- **Required task**: Rewrite the records below, changing each occurrence of "straight edges" to "line segments" and leaving every other line unchanged.

- **Recorded data**:
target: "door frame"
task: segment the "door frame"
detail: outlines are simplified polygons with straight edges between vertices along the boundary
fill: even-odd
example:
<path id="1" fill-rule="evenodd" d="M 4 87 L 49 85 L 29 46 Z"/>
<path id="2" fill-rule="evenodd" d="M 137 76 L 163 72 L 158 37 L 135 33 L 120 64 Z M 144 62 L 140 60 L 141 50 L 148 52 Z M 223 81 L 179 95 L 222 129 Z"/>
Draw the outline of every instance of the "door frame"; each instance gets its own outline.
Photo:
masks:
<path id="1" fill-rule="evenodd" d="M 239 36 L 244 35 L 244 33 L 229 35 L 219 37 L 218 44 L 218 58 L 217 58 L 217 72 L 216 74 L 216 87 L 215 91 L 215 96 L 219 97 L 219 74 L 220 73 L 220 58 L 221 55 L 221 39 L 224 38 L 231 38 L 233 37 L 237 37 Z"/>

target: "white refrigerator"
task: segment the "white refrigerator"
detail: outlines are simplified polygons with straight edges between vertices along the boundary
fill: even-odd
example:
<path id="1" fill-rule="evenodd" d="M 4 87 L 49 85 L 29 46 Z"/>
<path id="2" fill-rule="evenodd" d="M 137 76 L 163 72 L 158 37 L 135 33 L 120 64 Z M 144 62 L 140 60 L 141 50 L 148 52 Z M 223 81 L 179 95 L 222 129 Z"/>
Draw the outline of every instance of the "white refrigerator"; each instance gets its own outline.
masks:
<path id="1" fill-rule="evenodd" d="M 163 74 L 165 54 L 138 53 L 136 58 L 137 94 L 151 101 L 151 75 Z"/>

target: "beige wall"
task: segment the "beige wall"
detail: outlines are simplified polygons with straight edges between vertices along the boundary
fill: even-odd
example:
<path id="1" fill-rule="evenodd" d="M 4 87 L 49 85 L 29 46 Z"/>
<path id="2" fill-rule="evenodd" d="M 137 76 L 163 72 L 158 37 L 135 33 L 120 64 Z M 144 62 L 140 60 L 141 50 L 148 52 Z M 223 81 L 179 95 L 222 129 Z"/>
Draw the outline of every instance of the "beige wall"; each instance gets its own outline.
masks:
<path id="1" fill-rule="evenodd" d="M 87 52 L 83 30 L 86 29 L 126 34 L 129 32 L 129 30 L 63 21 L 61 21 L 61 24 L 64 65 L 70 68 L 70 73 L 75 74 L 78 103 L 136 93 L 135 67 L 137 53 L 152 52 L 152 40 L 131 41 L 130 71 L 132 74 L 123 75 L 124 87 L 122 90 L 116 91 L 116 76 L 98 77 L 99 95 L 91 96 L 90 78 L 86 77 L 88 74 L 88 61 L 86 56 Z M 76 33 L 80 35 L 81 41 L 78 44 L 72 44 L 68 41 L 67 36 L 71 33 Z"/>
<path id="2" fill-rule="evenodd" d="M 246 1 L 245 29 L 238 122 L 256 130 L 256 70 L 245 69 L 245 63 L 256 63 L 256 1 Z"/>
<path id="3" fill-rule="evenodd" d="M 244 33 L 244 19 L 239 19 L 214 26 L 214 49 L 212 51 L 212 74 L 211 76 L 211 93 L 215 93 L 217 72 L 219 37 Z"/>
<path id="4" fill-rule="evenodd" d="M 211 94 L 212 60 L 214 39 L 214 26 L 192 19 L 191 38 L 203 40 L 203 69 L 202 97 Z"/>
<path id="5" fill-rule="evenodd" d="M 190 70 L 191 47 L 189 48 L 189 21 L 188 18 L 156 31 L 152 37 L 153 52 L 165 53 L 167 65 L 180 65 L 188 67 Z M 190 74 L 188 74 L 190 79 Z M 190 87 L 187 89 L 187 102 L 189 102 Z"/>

- **Solution for this problem**:
target: "door frame"
task: segment the "door frame"
detail: outlines are simplified polygons with line segments between vertices along the boundary
fill: even-odd
example:
<path id="1" fill-rule="evenodd" d="M 4 87 L 49 85 L 29 46 Z"/>
<path id="2" fill-rule="evenodd" d="M 137 76 L 163 72 L 158 37 L 135 33 L 120 64 Z M 144 62 L 140 60 L 141 50 L 148 52 Z M 223 81 L 179 95 L 222 129 Z"/>
Draw the outline of every instance of the "door frame"; each instance gets its own outline.
Photo:
masks:
<path id="1" fill-rule="evenodd" d="M 239 36 L 244 35 L 244 33 L 229 35 L 219 37 L 218 44 L 218 58 L 217 58 L 217 72 L 216 74 L 216 87 L 215 91 L 215 96 L 219 97 L 219 74 L 220 73 L 220 58 L 221 55 L 221 39 L 224 38 L 231 38 L 233 37 L 237 37 Z"/>

target: "white refrigerator"
task: segment the "white refrigerator"
detail: outlines are simplified polygons with line segments between vertices along the boundary
fill: even-odd
example:
<path id="1" fill-rule="evenodd" d="M 4 87 L 49 85 L 29 46 Z"/>
<path id="2" fill-rule="evenodd" d="M 137 76 L 163 72 L 158 37 L 135 33 L 120 64 Z M 144 62 L 140 60 L 141 50 L 148 52 Z M 223 81 L 179 95 L 222 129 Z"/>
Draw the outline of every instance of the "white refrigerator"; each instance gets its own outline.
masks:
<path id="1" fill-rule="evenodd" d="M 163 74 L 165 54 L 138 53 L 136 58 L 137 94 L 151 101 L 151 75 Z"/>

target: "beige wall"
task: segment the "beige wall"
detail: outlines are simplified polygons with line segments between vertices along the boundary
fill: even-odd
example:
<path id="1" fill-rule="evenodd" d="M 4 87 L 49 85 L 29 46 Z"/>
<path id="2" fill-rule="evenodd" d="M 137 76 L 163 72 L 158 37 L 135 33 L 120 64 Z M 144 62 L 140 60 L 141 50 L 148 52 Z M 223 81 L 179 95 L 222 129 Z"/>
Draw the outline of every instance of the "beige wall"; each instance gets its own outline.
masks:
<path id="1" fill-rule="evenodd" d="M 87 52 L 83 30 L 86 29 L 126 34 L 129 32 L 129 30 L 63 21 L 61 21 L 61 24 L 64 65 L 70 68 L 70 73 L 75 74 L 78 103 L 136 93 L 135 67 L 137 53 L 152 52 L 152 40 L 131 41 L 130 71 L 132 74 L 123 75 L 124 87 L 122 90 L 116 91 L 116 76 L 98 77 L 99 95 L 91 96 L 90 78 L 86 77 L 88 74 L 88 61 L 86 56 Z M 76 33 L 80 35 L 81 41 L 78 44 L 72 44 L 68 41 L 67 36 L 71 33 Z"/>
<path id="2" fill-rule="evenodd" d="M 246 1 L 245 29 L 238 122 L 256 130 L 256 70 L 245 69 L 245 63 L 256 63 L 256 1 Z"/>
<path id="3" fill-rule="evenodd" d="M 244 33 L 244 19 L 239 19 L 214 26 L 214 49 L 212 51 L 212 74 L 211 76 L 211 93 L 215 93 L 217 72 L 219 37 Z"/>
<path id="4" fill-rule="evenodd" d="M 211 94 L 212 60 L 214 39 L 214 26 L 192 19 L 191 38 L 203 40 L 203 69 L 202 97 Z"/>
<path id="5" fill-rule="evenodd" d="M 190 70 L 191 47 L 189 48 L 189 21 L 188 18 L 156 31 L 152 37 L 153 52 L 165 53 L 167 65 L 180 65 L 188 67 Z M 190 74 L 188 74 L 190 79 Z M 190 87 L 187 89 L 187 102 L 189 102 Z"/>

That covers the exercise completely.